As individual hospitals reach their capacity, Atlas said, they can arrange for patients to be moved to a facility that has space.
“It’s a fairly small and very well-connected hospital community in Maryland,” he told Maryland Matters. “So if a hospital in the national capital region needs to be in touch with a hospital in the Baltimore region, they know who to call, and they all take each other’s calls.”
“Back in the spring… I was making some of these connections,” he added. “I no longer have to make those connections. Everybody knows everybody.”
The state now has 38 infections for every 100,000 people, more than double the springtime peak of 18, which Maryland hit on May 7 and 21.
But the situation is far more dire in the state’s western panhandle. In Allegany County, there are 167 cases for every 100,000 residents. Garrett has 107, Washington has 57.
While Western Maryland’s hospitals are comparatively small, Atlas said, they now have partnerships with large, out-of-state health systems.
Garrett Regional Medical Center, a 50-bed hospital in Oakland, is now part of the West Virginia University Health System and can send patients there if they get overwhelmed.
The former Western Maryland Health System in Cumberland is now part of the University of Pittsburgh Medical System.
“Everybody at this point has connections to each other and they’re using them,” Atlas said. “They have resources.”
Atlas said it is increasingly likely that Maryland will make use of three overflow facilities that opened during the spring surge — the Baltimore Convention Center field hospital, the recently reopened Laurel Hospital and Washington Adventist Hospital in Takoma Park.
He said there are currently about 120 patients in those three facilities, “with the capacity to take more.”
Concerns about a ‘catastrophic scenario’
After talking with experts at Hopkins who plotted several different scenarios, including some that showed a crush of patients hitting Maryland hospitals, Pittman took to Facebook to urge Gov. Lawrence J. Hogan Jr. (R) to do more to limit social interaction.

________________________

Problems and tasks:
1) According to the excerpt on Maryland hospital capacity, which health system is Garrett Regional Medical Center now part of?
2) Continue the excerpt on Maryland hospital capacity, starting after its final sentence.

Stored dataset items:
________________________

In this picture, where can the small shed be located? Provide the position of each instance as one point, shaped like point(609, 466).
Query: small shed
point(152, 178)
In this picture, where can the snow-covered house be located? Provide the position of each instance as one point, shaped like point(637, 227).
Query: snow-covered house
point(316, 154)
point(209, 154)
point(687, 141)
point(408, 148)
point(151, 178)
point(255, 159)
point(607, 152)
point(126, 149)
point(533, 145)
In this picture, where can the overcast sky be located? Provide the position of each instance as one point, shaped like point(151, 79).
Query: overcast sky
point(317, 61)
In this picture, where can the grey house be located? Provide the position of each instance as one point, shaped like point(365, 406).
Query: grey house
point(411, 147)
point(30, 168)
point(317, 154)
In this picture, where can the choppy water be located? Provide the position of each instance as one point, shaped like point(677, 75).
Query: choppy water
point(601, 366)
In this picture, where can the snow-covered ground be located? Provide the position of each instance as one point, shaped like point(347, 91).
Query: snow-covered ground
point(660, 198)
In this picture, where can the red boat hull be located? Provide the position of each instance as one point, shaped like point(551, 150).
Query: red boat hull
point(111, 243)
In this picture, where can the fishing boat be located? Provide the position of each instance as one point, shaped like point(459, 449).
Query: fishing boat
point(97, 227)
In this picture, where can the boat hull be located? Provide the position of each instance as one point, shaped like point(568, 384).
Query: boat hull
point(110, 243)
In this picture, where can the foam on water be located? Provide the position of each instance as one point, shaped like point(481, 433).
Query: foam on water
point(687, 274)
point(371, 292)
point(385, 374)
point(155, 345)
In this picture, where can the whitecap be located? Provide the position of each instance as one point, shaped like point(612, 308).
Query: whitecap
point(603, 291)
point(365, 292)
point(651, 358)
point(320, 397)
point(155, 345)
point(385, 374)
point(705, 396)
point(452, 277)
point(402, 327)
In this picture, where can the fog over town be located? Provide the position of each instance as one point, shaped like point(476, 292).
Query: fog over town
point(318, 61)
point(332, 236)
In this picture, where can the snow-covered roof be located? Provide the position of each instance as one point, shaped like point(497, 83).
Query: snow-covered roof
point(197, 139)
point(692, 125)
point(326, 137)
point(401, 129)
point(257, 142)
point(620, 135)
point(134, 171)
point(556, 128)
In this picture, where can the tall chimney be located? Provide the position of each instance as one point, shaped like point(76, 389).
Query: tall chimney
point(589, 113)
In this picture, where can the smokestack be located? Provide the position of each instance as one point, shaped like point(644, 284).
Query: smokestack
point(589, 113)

________________________

Answers for the tasks:
1) The West Virginia University Health System.

2)
“What I really worry most about is our hospital workers,” he told Maryland Matters. “There’s nobody to replace them.”
“We can put out a lot more beds and we can have convention centers and all kinds of space available, which was a lot of the surge planning back in the spring. But back in the spring we were talking about recruiting hospital workers from states that didn’t have high rates of COVID yet, and now the whole world is in the same position. So there’s nowhere to recruit from.”
In a statement, the Maryland Department of Health said hospitalization rates are being monitored “to ensure that the state’s hospitals do not become overwhelmed,” particularly as flu season intensifies.
“As hospitalizations continue to increase, public health officials will continue to assess immediate needs and contingency plans in the event that hospitalization rates spike suddenly,” the statement added.
Atlas, who is communication with hospital leaders on a daily basis, said Maryland is in a good position to weather the storm, in part from having been “battle-tested” in the spring.
Unlike states where governors are reluctant to impose mask orders or champion social distancing, he said, Maryland has leadership in the executive and legislative branches that is supportive of public health messaging and resources.
“Some of these projections are assuming that no new measures are taken to clamp down,” the association chief said. “But measures are being taken to clamp down. They may not be an absolute, total stay-at-home kind of response, but they are tightening things down.”
He said he is gratified by reports that many people have canceled plans to travel over Thanksgiving. “Obviously we’re worried about gatherings around Thanksgiving. I do have some faith that Marylanders are smart. They’ve been largely compliant heretofore.”
“They are certainly COVID-fatigued and would like not to have to do these things. But people are doing it.”